_Task brief_. Down to the last line, repeat the entries exactly and drop any image.

[Image-grounded pointing data]
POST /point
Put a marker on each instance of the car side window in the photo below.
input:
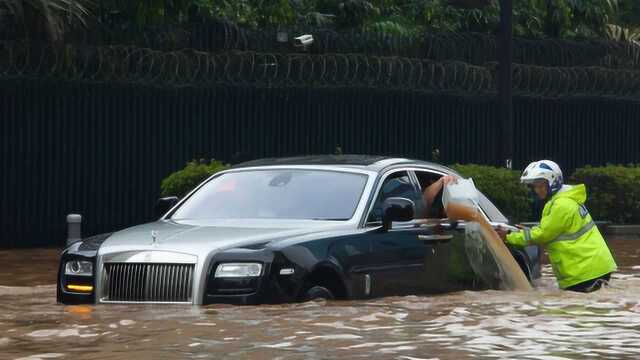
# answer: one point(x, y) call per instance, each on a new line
point(436, 210)
point(395, 185)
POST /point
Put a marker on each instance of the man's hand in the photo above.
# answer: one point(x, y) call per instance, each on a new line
point(448, 179)
point(502, 233)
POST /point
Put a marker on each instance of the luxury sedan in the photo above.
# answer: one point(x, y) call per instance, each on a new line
point(286, 230)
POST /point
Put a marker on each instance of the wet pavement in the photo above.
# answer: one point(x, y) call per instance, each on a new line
point(544, 324)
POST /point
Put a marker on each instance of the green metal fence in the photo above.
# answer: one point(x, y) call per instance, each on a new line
point(101, 148)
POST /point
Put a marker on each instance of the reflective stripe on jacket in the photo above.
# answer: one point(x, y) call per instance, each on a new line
point(576, 248)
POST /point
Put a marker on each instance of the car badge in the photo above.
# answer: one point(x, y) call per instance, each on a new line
point(154, 237)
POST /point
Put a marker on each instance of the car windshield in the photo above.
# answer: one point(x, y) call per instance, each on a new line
point(276, 194)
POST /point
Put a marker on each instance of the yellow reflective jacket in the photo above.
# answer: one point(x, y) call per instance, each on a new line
point(576, 248)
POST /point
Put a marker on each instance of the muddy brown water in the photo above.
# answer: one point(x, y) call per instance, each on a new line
point(544, 324)
point(512, 276)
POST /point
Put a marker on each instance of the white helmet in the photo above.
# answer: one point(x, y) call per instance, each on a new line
point(544, 170)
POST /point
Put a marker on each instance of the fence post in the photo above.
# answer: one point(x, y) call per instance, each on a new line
point(74, 228)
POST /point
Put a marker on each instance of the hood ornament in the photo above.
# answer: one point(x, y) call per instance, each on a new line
point(154, 237)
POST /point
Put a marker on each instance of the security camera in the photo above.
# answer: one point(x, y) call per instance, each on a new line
point(303, 41)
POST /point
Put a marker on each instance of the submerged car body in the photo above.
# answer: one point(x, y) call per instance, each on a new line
point(284, 230)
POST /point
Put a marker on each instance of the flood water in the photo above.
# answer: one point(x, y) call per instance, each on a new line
point(544, 324)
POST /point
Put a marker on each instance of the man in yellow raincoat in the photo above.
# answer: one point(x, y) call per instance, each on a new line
point(577, 251)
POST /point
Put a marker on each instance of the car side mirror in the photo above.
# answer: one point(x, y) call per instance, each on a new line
point(164, 204)
point(397, 209)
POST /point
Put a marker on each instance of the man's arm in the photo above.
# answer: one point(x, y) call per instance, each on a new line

_Your response_.
POST /point
Put a marker on each instance of the car side window in the photo below.
input:
# answer: one point(x, y) call per instance, each on a new line
point(436, 210)
point(395, 185)
POST /point
Put a marker on each instance of the man's hand in the photo above.
# answer: one point(x, y) call per instance, each on a new line
point(448, 179)
point(502, 233)
POST /point
Put a marker on each instance of the luxury sedan in the photo above.
# answer: one point(x, y) call per instance, each on a new line
point(286, 230)
POST /point
Put a marker on each instance of the wet pavement in the photo above.
# answer: one point(x, y) call per instance, each on a new line
point(544, 324)
POST /point
Put a marker on each instance of the green metal fence in the photo above.
# answer: one point(x, y) call per instance, each on a new line
point(101, 148)
POST /point
Put a marker on each instance of the reflective stripe on jacket in the photo above.
# answer: one point(x, y) call per instance, each on a new line
point(576, 248)
POST /point
Put a marker on each instance of the car badge in the photo above.
# answer: one point(x, y) call per instance, each on a new line
point(154, 237)
POST /point
Put a marker on each instance of the car windshield in the photo above.
# answer: one point(x, y) call per instance, each on a new line
point(276, 194)
POST /point
Put a marker on each instance of the yellow reflective jacket in the photo above.
# answer: one point(x, y) call per instance, each on a new line
point(576, 248)
POST /point
Put a marker on each instance of the muddy brown water in the photo above.
# answer: one point(x, y) call per instance, each on a new line
point(544, 324)
point(512, 276)
POST /point
Put a marker on each instance of the white helmet in the photo above.
# answer: one point(x, y) call per instance, each on a new line
point(544, 170)
POST /point
Put a marker on each instance of the fence post in the photo above.
# answer: one point(x, y) call per instance, each on a new line
point(74, 228)
POST /point
Put a marker on each instance of the hood ornament in the photo above.
# answer: one point(x, y) call per instance, each on a new line
point(154, 237)
POST /point
Put a marker on each instance of the security camera in the photo above.
# answer: one point(x, y) call per instance, each on a new line
point(303, 41)
POST /point
Put a marker on each instance of the submerged car body in the photo above.
# answer: one point(x, y) call per instance, each on a new line
point(284, 230)
POST /point
Put a marker on each instance of the flood water in the photo above.
# answer: one point(x, y) call per instance, each on a new line
point(544, 324)
POST /point
Put a marker on each instance of the man in yellow raincoat in the photo above.
# answer: one point(x, y) call per instance, each on a new line
point(577, 251)
POST /point
Put a marker on each instance of the car side mirror in the photo above.
# answer: one point(x, y) call per instance, each on a new line
point(164, 204)
point(397, 209)
POST /point
Put a marker on each instance of the man's arm in the photo above.
# answer: one point(x, y) call per instance, each on a new line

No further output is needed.